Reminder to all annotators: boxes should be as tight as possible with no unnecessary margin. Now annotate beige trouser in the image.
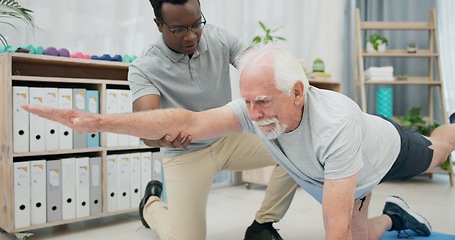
[143,134,298,240]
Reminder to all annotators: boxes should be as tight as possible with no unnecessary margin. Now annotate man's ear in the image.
[154,18,163,33]
[293,81,305,105]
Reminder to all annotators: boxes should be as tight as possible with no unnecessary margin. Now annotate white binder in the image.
[130,152,142,207]
[58,88,73,149]
[72,89,87,149]
[13,86,29,153]
[29,87,46,152]
[46,160,62,222]
[61,157,76,220]
[130,136,140,146]
[86,90,100,148]
[117,153,131,210]
[106,89,119,147]
[30,160,47,225]
[44,88,59,151]
[106,155,118,212]
[14,161,31,228]
[118,90,131,146]
[140,152,152,195]
[152,151,163,182]
[75,157,90,218]
[89,157,102,215]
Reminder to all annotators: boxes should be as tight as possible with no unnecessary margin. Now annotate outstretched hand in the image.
[21,104,101,134]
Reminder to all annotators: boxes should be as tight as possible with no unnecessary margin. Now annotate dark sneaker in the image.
[244,225,283,240]
[448,108,455,124]
[383,195,432,236]
[139,180,162,228]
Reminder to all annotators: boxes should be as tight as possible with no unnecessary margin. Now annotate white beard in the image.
[253,117,287,139]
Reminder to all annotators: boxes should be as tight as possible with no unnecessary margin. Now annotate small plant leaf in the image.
[252,36,262,44]
[0,0,35,47]
[252,21,286,45]
[259,21,267,31]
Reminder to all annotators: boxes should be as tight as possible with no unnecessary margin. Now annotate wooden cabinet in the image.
[353,8,453,186]
[0,52,158,233]
[242,80,342,188]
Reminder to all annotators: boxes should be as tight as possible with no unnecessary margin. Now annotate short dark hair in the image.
[149,0,200,20]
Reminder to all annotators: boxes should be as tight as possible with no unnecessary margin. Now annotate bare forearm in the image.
[22,104,241,142]
[325,228,351,240]
[324,207,352,240]
[99,108,192,140]
[323,205,352,239]
[322,175,359,240]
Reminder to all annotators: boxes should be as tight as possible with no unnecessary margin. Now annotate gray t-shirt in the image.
[129,24,248,157]
[228,86,401,202]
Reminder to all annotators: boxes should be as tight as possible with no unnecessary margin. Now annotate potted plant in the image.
[252,21,286,45]
[366,33,388,53]
[312,58,325,72]
[0,0,35,47]
[407,41,418,53]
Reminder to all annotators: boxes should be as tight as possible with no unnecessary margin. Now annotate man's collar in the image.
[158,34,208,62]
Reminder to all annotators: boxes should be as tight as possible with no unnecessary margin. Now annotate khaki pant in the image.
[144,134,298,240]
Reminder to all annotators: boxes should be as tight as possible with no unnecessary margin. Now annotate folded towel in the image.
[365,72,394,79]
[365,66,394,74]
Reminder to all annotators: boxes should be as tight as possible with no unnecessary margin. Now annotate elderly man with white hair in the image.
[22,43,455,240]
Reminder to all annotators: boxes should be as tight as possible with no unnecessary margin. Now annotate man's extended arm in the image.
[21,104,243,142]
[133,94,191,148]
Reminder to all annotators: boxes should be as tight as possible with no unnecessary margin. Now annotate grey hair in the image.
[237,43,309,96]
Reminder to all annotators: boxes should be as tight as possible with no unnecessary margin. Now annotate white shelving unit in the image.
[0,52,158,234]
[353,8,453,186]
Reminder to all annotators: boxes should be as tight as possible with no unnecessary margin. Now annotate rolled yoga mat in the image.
[377,88,393,119]
[382,230,455,239]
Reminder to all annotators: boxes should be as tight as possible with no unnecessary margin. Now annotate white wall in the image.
[4,0,347,88]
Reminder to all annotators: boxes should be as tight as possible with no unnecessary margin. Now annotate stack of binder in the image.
[106,151,159,212]
[12,86,101,153]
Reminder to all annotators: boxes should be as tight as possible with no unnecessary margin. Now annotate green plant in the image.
[407,41,418,53]
[366,33,388,51]
[0,0,35,47]
[252,21,286,45]
[397,107,439,135]
[312,58,325,72]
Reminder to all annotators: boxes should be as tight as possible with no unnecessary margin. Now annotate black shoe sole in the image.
[139,180,163,228]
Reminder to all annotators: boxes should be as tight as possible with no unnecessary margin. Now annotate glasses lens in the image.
[170,13,206,37]
[192,22,206,33]
[172,27,188,37]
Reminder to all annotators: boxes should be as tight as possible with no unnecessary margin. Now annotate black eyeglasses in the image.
[158,12,207,37]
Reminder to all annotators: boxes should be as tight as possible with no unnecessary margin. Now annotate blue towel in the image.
[382,231,455,239]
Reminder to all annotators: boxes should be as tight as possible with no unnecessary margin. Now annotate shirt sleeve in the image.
[128,59,160,102]
[227,99,256,134]
[213,26,249,65]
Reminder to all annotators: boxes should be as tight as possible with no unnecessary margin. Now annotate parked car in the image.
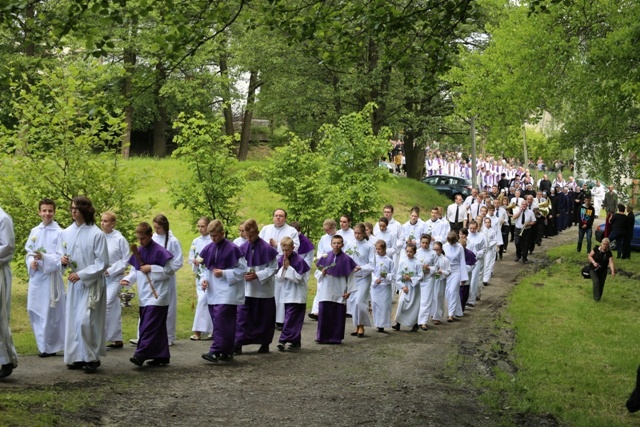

__________________________________________________

**Exercise instructions**
Leaving the pictures out, output each line of the listing exactly.

**Solution to the problem**
Reminder to all annotators: boxes should be as tight as possible with no unnecessary margin. Now annotate beige trouser in the image.
[143,134,298,240]
Reminder to all annotators: boxes should be as tight as possible with no unnecessary margin. Now annotate man's ear in the image.
[154,18,163,33]
[293,81,305,105]
Reminder to all annotators: boxes should be as tight as possible with no unnecessary margin. Now annotate white binder in the image.
[130,152,142,207]
[58,88,73,149]
[72,89,87,149]
[13,86,29,153]
[29,87,46,152]
[46,160,62,222]
[61,157,76,220]
[130,136,140,146]
[86,90,100,148]
[117,153,131,210]
[106,89,119,147]
[30,160,47,225]
[44,88,59,151]
[106,155,118,212]
[14,161,31,228]
[118,90,131,146]
[140,152,152,195]
[152,151,163,182]
[75,157,90,218]
[89,157,102,215]
Reminder to all annotators: boxes should be as tight as possible with no unnecessary margin. Now annotate outstretched hand in the image.
[21,104,101,134]
Reminder to all annotators: boxes should be as tight as possible with no unnecessary margin. Now annotate dark sneaker in the image.
[244,225,283,240]
[448,108,455,124]
[383,195,432,236]
[139,180,162,228]
Reminder to all annotators: boxes should be as tight as possible with no unnecessary margin. Now annotate white beard in the image.
[253,117,287,139]
Reminder to all annotators: boxes should be as tight as possible with no unnecessary margin. Now annotate small plant leaf in the image.
[252,36,262,44]
[0,0,35,47]
[252,21,286,45]
[259,21,267,31]
Reminder to all annotators: boxes should be as tight as possible with no unnecessary margin. Now annotate wooden cabinet in the image.
[353,8,453,186]
[0,52,158,233]
[242,80,342,188]
Reminder to all annotators: boxes should be as tight as possible with no unnecessary margin. Now annotate short dark hair in the image.
[149,0,200,20]
Reminder to all annotators: boxes should be as tight as possible with no unnecessary margin. Now annotate bare forearm in the image.
[22,104,241,142]
[325,228,351,240]
[324,207,352,240]
[99,108,192,140]
[323,205,352,239]
[322,175,359,240]
Reminder to all annotators: boxes should be as tight as possible with no unnecessary margin. Now annotate gray t-shirt in the image.
[129,24,248,157]
[228,86,401,202]
Reminder to all annotators: boxes should be as tight as possible with no unnecessary margin. Now annotate potted plant in the image.
[252,21,286,45]
[366,33,388,53]
[312,58,325,72]
[0,0,35,47]
[407,41,418,53]
Reminder to all annotators: boxes should be as tight as possible with no unnecessary margin. Now annotate man's collar in the image.
[158,34,208,62]
Reminder to all annotators: boxes should be as tight as possible with no unnecessary margin. Now annotate khaki pant in the image.
[144,134,298,240]
Reminder to all annotators: boxes should be as tight as possible with no unnecessary margin. Now annotate folded towel in the image.
[365,72,394,79]
[365,66,394,74]
Reminder to all annotators: boxes should be as tight as possible with no unnecessary margin. Now annotate elderly man with white hair in the image.
[22,43,455,240]
Reminder to all annotators: boxes should be as tight as possible with no unnecessary margin. Now annotate man's extended arm in the image.
[21,104,243,142]
[133,94,191,148]
Reminder to all annotators: boxes should be as tight as possible with no unnecessary margin. Now annotate grey hair in the image.
[237,43,309,96]
Reminder to all annotators: boxes should be as tight as possible with no unnecessary margin. Now annotate white shelving unit in the image.
[0,52,158,234]
[353,8,453,186]
Reminder to all annotators: boxes should be as tight as possible with no unnecessary margin. Now annotate rolled yoga mat in the image.
[377,88,393,119]
[382,230,455,239]
Reminder to all annotators: boxes should be as tight as possible with no unnecessary margin. Now annotate white wall in the image.
[4,0,347,88]
Reminder to all annotators: boxes should be as tight as possible with no unnecessary margin. Now annotate stack of binder in the image.
[106,151,159,212]
[12,86,101,153]
Reminder to all annotators: boxes should be as tight as possible with no unnecessary margin. Now annotate green plant in the image.
[407,41,418,53]
[366,33,388,51]
[0,0,35,47]
[252,21,286,45]
[397,107,439,135]
[312,58,325,72]
Reminder to all annotators: boxes should be as tight as possible with no unnecessary margin. Now annotate black shoe sole in the image.
[139,180,163,228]
Reminder to all annotators: boxes should be as tight as possible with no unnecessary margin. Now annotate glasses lens in the image.
[170,13,206,37]
[192,22,206,33]
[172,27,188,37]
Reminder to all annotators: boxes should be as tight as possible with no unnecessary margin. Now annotate black eyeglasses in the image.
[158,12,207,37]
Reminder to all annotators: boxes should be as tight as possible with no unnecessary margin. Now annotate blue towel in the image.
[382,231,455,239]
Reminder to all annotators: boxes should be as tight as possible with no unnecessary margin. Now annotate shirt sleeve in the image.
[128,59,160,102]
[227,99,256,134]
[213,26,249,65]
Reminder to all annotators: boxes should be as tight as possible with no unnecessary margin. Now annotate parked car in the image.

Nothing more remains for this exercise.